→ Work instruction
Without including any picture, copy the entries that follow word for word.

→ Natural language region descriptions
= Beginning of Section =
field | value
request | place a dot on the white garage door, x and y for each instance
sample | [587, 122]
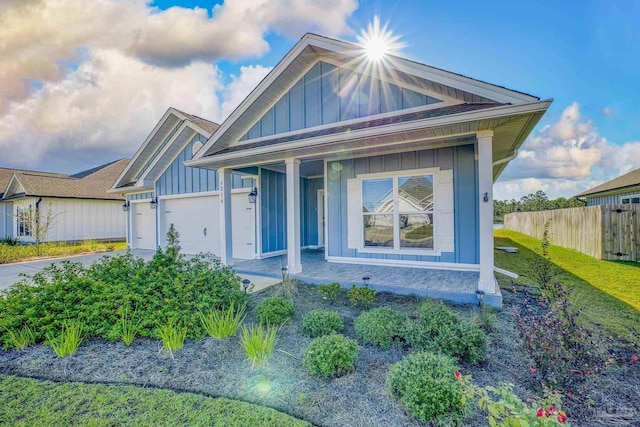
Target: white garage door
[143, 226]
[197, 220]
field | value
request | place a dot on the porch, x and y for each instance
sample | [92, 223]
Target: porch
[456, 286]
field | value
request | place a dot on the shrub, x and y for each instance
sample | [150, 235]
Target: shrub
[565, 352]
[172, 335]
[259, 342]
[361, 297]
[426, 385]
[439, 330]
[128, 328]
[322, 322]
[331, 355]
[381, 326]
[68, 340]
[157, 290]
[275, 310]
[506, 409]
[22, 338]
[223, 323]
[330, 291]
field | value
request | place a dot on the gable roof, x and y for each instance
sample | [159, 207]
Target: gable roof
[89, 184]
[629, 180]
[313, 48]
[165, 141]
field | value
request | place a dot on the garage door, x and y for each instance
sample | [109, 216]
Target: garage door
[144, 226]
[197, 220]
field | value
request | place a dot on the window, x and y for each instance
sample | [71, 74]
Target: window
[24, 221]
[398, 212]
[635, 199]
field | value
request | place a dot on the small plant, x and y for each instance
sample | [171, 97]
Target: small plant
[322, 322]
[258, 343]
[22, 338]
[381, 326]
[275, 311]
[331, 355]
[486, 319]
[361, 297]
[69, 339]
[330, 291]
[426, 386]
[506, 409]
[223, 323]
[439, 330]
[128, 328]
[172, 336]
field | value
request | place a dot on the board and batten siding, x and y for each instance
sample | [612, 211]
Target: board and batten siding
[611, 199]
[81, 219]
[327, 94]
[460, 159]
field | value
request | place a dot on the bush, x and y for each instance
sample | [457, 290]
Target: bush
[157, 290]
[330, 291]
[331, 355]
[361, 297]
[381, 326]
[258, 343]
[426, 385]
[275, 311]
[322, 322]
[439, 330]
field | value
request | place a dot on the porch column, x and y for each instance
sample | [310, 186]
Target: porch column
[226, 242]
[487, 281]
[293, 216]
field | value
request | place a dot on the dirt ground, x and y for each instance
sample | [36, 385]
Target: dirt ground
[359, 399]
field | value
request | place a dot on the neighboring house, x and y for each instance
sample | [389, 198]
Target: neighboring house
[160, 190]
[622, 190]
[80, 205]
[331, 140]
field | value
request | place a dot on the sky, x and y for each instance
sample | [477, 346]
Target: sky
[84, 83]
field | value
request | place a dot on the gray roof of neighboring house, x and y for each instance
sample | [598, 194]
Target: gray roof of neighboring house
[628, 180]
[204, 124]
[419, 115]
[89, 184]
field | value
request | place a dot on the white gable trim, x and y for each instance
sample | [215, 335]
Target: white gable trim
[457, 81]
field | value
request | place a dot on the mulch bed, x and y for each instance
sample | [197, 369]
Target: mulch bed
[220, 368]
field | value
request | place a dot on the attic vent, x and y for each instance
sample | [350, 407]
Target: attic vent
[196, 147]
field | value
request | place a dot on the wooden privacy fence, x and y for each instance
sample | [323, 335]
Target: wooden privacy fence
[610, 232]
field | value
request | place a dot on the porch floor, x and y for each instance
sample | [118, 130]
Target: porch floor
[455, 286]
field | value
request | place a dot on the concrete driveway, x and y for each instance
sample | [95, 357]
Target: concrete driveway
[10, 273]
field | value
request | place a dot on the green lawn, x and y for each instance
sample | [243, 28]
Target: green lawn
[608, 291]
[26, 252]
[27, 402]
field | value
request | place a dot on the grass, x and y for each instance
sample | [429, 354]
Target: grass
[27, 402]
[17, 253]
[607, 291]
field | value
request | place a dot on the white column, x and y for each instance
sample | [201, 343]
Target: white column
[487, 281]
[293, 216]
[226, 242]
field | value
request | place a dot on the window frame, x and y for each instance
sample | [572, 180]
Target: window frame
[397, 249]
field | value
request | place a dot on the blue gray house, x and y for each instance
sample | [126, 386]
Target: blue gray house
[387, 164]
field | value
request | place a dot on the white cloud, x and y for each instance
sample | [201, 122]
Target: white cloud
[566, 158]
[43, 36]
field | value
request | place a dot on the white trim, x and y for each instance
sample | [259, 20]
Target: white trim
[429, 123]
[429, 265]
[350, 122]
[320, 194]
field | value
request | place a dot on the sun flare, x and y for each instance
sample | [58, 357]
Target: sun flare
[378, 41]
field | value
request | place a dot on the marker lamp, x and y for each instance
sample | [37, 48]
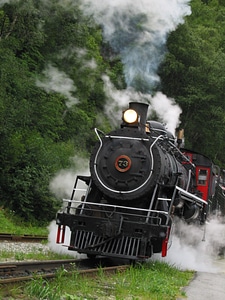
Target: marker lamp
[130, 116]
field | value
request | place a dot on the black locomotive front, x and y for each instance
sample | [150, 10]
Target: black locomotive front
[126, 210]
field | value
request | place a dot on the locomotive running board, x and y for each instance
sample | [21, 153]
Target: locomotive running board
[190, 197]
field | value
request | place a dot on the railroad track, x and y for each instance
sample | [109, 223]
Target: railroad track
[13, 272]
[22, 238]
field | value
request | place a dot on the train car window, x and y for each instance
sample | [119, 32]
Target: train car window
[202, 176]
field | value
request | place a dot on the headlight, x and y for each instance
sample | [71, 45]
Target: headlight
[130, 116]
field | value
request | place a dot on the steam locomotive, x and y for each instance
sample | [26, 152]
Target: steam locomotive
[140, 181]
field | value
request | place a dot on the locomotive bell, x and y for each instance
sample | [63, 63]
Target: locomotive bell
[135, 116]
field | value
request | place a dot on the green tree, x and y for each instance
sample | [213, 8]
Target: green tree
[194, 74]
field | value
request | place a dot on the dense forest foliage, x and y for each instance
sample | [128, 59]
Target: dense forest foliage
[52, 92]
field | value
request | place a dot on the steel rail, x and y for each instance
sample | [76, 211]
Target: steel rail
[11, 272]
[22, 238]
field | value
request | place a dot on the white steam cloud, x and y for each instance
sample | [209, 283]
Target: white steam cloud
[197, 248]
[138, 31]
[166, 108]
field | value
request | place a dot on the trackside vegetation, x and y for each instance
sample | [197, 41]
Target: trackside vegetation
[52, 95]
[152, 281]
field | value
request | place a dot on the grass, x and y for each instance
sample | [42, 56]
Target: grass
[10, 223]
[152, 281]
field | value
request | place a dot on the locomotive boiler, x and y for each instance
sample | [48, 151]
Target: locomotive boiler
[140, 181]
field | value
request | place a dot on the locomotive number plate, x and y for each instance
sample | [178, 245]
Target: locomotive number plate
[123, 163]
= End of Section =
→ Solution to this task
field | value
request | place a dot on the white garage door, x and y for each instance
sample | [587, 122]
Target: white garage door
[143, 226]
[197, 220]
field | value
request | place a dot on the porch, x and y for each instance
sample | [92, 223]
Target: porch
[456, 286]
field | value
request | place a dot on the shrub, x and y for each instance
sample | [150, 235]
Target: shrub
[565, 352]
[172, 335]
[259, 342]
[361, 297]
[426, 385]
[439, 330]
[128, 328]
[322, 322]
[331, 355]
[381, 326]
[68, 340]
[157, 290]
[275, 310]
[506, 409]
[22, 338]
[223, 323]
[330, 291]
field | value
request | place a dot on the gable roof, x and y for each instance
sample | [159, 207]
Target: gable roof
[89, 184]
[629, 180]
[313, 48]
[165, 141]
field | value
request | place a dot on the garage door, x and y for each instance
sample | [109, 216]
Target: garage door
[144, 226]
[197, 220]
field | value
request | place a dot on the window, x and y for each instance
sample | [71, 74]
Target: window
[24, 221]
[398, 212]
[635, 199]
field | value
request | place a dot on the small plant, x and y for each instance
sample | [171, 97]
Target: small plant
[322, 322]
[258, 343]
[22, 338]
[381, 326]
[275, 311]
[331, 355]
[486, 319]
[361, 297]
[69, 339]
[330, 291]
[426, 386]
[506, 409]
[223, 323]
[439, 330]
[128, 328]
[172, 336]
field | value
request | place a dot on the board and batten siding, x and y for each instance
sample | [612, 211]
Target: board and batten siding
[611, 199]
[81, 219]
[327, 94]
[460, 159]
field | value
request | place a dot on the bush, x and y for each instance
sample | [457, 290]
Target: bush
[157, 290]
[330, 291]
[331, 355]
[361, 297]
[381, 326]
[258, 343]
[426, 385]
[275, 311]
[322, 322]
[439, 330]
field | value
request | place a dot on the porch column, x and y for each instance
sample | [310, 186]
Target: porch column
[226, 242]
[487, 281]
[293, 216]
field | value
request | place a dot on the dirt ground, x and y for each instance
sample | [36, 385]
Target: dirt ground
[359, 399]
field | value
request | place a dot on the neighboring house, x and y for each instance
sample | [389, 198]
Target: neighboring house
[160, 190]
[622, 190]
[80, 205]
[331, 140]
field | value
request | place a dot on the sky, x and y for each instance
sample | [477, 346]
Target: sky
[84, 83]
field | value
request | place a dot on the gray roof of neighboring house, x and y for each instance
sample | [598, 194]
Target: gray roof of neighboring house
[628, 180]
[204, 124]
[419, 115]
[89, 184]
field | value
request | place a dot on the white gable trim, x and y for each instance
sample | [215, 335]
Target: white gable trim
[457, 81]
field | value
request | place a dot on the mulch bed, x and y for each instance
sample | [197, 369]
Target: mulch bed
[220, 368]
field | value
request | place a dot on the attic vent, x and y for each instance
sample | [350, 407]
Target: attic vent
[196, 147]
field | value
request | place a dot on the wooden privacy fence, x and y for each instance
sample | [323, 335]
Target: wooden privacy fence
[610, 232]
field | value
request | place a dot on the porch floor, x and y for each instance
sample | [118, 130]
Target: porch floor
[455, 286]
field | value
request | place a dot on the concrete driveway, x and y for each instance
sample | [95, 357]
Target: concrete driveway
[10, 273]
field | value
request | place a dot on the green lawn, x and y for each instance
sample | [243, 28]
Target: green lawn
[608, 291]
[26, 252]
[27, 402]
field | value
request | place a dot on the grass, x and y for each instance
sample | [429, 354]
Target: grass
[27, 402]
[17, 253]
[607, 291]
field | value
request | place a dot on the white column, x and y for each instance
sample | [201, 343]
Target: white column
[487, 281]
[293, 216]
[226, 242]
field | value
request | place a dot on the window frame, x and y for each instance
sample | [572, 180]
Target: window frame
[397, 249]
field | value
request | place a dot on the blue gray house, x and y for each instance
sample | [126, 386]
Target: blue gray house
[387, 164]
field | value
request | place a dot on the white cloud, x and y for each instance
sample | [201, 122]
Target: white cloud
[566, 158]
[43, 36]
field | value
request | place a dot on the white trim, x and y for each instance
sample | [259, 20]
Target: white trim
[429, 123]
[429, 265]
[350, 122]
[320, 194]
field | value
request | place a dot on the sun flare, x and y for each instance
sample | [58, 357]
Target: sun flare
[378, 41]
field | value
request | place a dot on the marker lamp, x and y for each instance
sample | [37, 48]
Target: marker lamp
[130, 116]
field | value
request | place a dot on the black locomotive front, x and y for each instance
sample | [150, 10]
Target: black locomotive front
[126, 210]
field | value
request | place a dot on the locomotive running board, x and y for each instance
sample | [21, 153]
Target: locomotive running board
[190, 197]
field | value
request | place a dot on the railroad track, x and y for each instance
sample | [109, 223]
Target: railroad track
[13, 272]
[22, 238]
field | value
request | place a dot on the train car window, x and y for each instance
sample | [119, 32]
Target: train car window
[202, 176]
field | value
request | place a dot on the headlight, x and y for each instance
sample | [71, 45]
Target: headlight
[130, 116]
field | value
request | place a dot on the steam locomotive, x and y for each instance
sample | [26, 152]
Target: steam locomotive
[140, 181]
field | value
request | place a dot on the locomotive bell, x and y for each instance
sample | [63, 63]
Target: locomotive bell
[135, 116]
field | value
request | place a dot on the green tree, x and y for each instance
sample | [213, 8]
Target: green tree
[194, 74]
field | value
request | place a dot on the dense forest foliage, x and y for each instance
sample | [128, 59]
Target: dense forest foliage
[52, 92]
field | value
request | place a dot on the steel rail, x and y for each instance
sample | [76, 211]
Target: steel rail
[11, 272]
[22, 238]
field | value
request | place a dot on the white steam cloud, x and y for each instance
sample | [209, 283]
Target: white steam cloud
[197, 248]
[138, 31]
[166, 108]
field | value
request | place a dot on the trackside vegetation, x and y for each instance
sample | [197, 41]
Target: trackside vegetation
[52, 95]
[152, 281]
field | value
request | place a dot on the grass, x and y for each instance
sample | [42, 56]
Target: grass
[10, 223]
[152, 281]
field | value
request | place a dot on the locomotive boiler, x and y for each instance
sample | [48, 151]
Target: locomotive boiler
[140, 181]
field | value
request | place a dot on the locomotive number plate, x and y for each instance
sample | [178, 245]
Target: locomotive number plate
[123, 163]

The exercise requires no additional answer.